Pilinszky est né un siècle plus tard que Dostoïevski et s’est éteint 100 ans après l’écrivain russe. Cette étrange coïncidence ne susciterait sans doute pas l’étonnement si l’auteur des Frères Karamazov ne jouait pas un rôle de premier plan dans le « canon »(5) de la poésie de Pilinszky. Il écrit ceci dans À la place d’un art poétique : « Dans Le mythe de Sisyphe, Albert Camus accuse Dostoïevski de ne pas avoir reconnu l’absurdité du monde, mais d’avoir trouvé refuge et consolation dans la foi. Pourtant, au-delà de la reconnaissance de l’absurdité du monde — et justement dans une perspective de fuite — il y a un pas encore plus important, encore plus absurde, si l’on veut, qui consiste à accepter l’absurdité du monde. En ce sens, certes la réponse de Dostoïevski est l’humiliation, mais cette humiliation — prendre sur soi le poids de l’incapacité du monde, comme pour, en quelque sorte, se revêtir du poids de notre propre existence et de nos propres contradictions — est tout sauf un repli. » Quels autres écrivains ont exercé une influence sur le poète ?

Cette question me touche particulièrement. Tout d’abord, parce qu’à l’époque, j’ai traité de ce sujet dans ma thèse de doctorat, et plus tard dans ma monographie sur Pilinszky dont la moitié porte sur le dialogue Pilinszky-Camus, avec un long chapitre consacré au texte sur « Le Christ et Sisyphe » (1967) qui selon moi, se trouve également au cœur de la question.

Pas plus tard qu’en janvier dernier, j’ai abordé le point que vous soulevez dans le discours d’ouverture de la conférence Dostoïevski 100 organisée par le groupe international de recherche comparative. J’ai évoqué le couple Pilinszky – Dostoïevski, plus précisément le caractère remarquable de cette coïncidence de date : 1821-1881-1921-1981. (Depuis, le livre a également été publié aux éditions Gondolat : Dosztojevszkij 100. Dosztojevszkij kelet-közép-európai kontextusban, 2021(6).

Ce n’est évidemment pas un hasard si, dans la réception des deux œuvres, l’interprétation ci-dessus de la tradition métaphysique et mystique chrétienne revêt une importance fondamentale.

Dans l’histoire de la littérature, le précurseur principal de la poésie de Pilinszky pourrait être la prose de Dostoïevski.

En la matière, nous ne devrions néanmoins pas seulement parler de relation d’influence, mais aussi d’une sorte de « congénialité » : Pilinszky se reconnaissait complètement dans Dostoïevski, et ils partageaient la même profondeur de pensée.

Dostoïevski fut la « seule lecture » qui accompagnera Pilinszky depuis sa prime adolescence jusqu’à sa mort. S’agissant de Pilinszky, nous ne devrions pas parler de ses poèmes dostoïevskiens, mais de ses rares « poèmes non dostoïevskiens », à commencer par Éclats.

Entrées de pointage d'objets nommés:
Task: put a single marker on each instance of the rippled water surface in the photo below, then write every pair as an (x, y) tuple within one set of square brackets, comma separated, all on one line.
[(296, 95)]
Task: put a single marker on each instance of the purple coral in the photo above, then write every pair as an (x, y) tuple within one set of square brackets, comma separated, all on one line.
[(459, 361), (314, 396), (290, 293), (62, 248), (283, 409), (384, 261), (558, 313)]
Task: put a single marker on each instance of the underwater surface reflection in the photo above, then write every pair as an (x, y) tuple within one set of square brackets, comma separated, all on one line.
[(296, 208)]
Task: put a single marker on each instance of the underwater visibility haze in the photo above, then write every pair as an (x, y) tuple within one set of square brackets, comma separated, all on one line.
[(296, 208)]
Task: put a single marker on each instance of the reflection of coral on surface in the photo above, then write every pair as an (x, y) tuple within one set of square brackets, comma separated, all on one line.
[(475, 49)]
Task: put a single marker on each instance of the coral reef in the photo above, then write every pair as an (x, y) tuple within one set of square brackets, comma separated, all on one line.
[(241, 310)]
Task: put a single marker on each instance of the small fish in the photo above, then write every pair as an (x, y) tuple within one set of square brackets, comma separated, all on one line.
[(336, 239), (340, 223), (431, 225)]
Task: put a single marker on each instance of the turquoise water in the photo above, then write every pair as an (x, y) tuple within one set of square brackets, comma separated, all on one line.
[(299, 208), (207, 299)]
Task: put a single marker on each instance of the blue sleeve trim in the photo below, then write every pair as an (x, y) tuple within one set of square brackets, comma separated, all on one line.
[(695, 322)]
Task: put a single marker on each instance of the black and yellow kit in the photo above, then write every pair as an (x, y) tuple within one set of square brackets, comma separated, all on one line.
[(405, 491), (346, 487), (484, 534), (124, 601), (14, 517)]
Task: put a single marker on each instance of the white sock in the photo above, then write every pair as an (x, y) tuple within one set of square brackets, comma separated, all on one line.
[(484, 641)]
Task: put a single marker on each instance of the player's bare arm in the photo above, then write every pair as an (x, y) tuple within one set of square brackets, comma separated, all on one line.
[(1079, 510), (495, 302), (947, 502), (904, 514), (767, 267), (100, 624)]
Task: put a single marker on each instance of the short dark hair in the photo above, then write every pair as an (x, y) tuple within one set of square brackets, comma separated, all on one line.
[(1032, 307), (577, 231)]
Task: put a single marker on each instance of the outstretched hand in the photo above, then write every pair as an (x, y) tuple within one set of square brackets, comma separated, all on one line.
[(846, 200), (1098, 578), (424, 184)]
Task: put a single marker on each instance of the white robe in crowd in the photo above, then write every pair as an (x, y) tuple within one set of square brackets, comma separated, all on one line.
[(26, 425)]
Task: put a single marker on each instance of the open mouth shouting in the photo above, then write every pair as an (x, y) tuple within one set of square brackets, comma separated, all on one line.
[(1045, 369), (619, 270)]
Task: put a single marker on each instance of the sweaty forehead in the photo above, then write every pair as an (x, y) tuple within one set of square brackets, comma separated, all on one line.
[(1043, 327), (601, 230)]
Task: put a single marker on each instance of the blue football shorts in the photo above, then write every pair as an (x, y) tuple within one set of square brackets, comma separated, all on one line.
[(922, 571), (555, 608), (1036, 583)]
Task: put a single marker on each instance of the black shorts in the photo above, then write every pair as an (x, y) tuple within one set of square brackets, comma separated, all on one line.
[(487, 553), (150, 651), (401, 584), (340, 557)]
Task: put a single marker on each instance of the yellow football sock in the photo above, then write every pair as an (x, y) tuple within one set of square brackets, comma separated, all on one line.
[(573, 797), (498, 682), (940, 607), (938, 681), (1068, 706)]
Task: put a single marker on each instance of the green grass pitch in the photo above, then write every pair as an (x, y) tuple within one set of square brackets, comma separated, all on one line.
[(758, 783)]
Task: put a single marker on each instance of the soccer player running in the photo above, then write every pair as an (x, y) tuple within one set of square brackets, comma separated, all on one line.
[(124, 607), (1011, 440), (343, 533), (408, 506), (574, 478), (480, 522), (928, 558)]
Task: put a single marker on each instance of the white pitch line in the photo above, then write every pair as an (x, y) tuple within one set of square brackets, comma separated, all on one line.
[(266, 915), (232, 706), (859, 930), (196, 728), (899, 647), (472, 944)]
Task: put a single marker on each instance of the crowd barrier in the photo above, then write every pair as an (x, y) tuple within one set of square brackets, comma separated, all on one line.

* Consigne *
D'après le texte sur Pilinszky et Dostoïevski, dans quel écrit Pilinszky affirme-t-il que la réponse de Dostoïevski est l'humiliation ?

* Réponse *
Dans À la place d'un art poétique.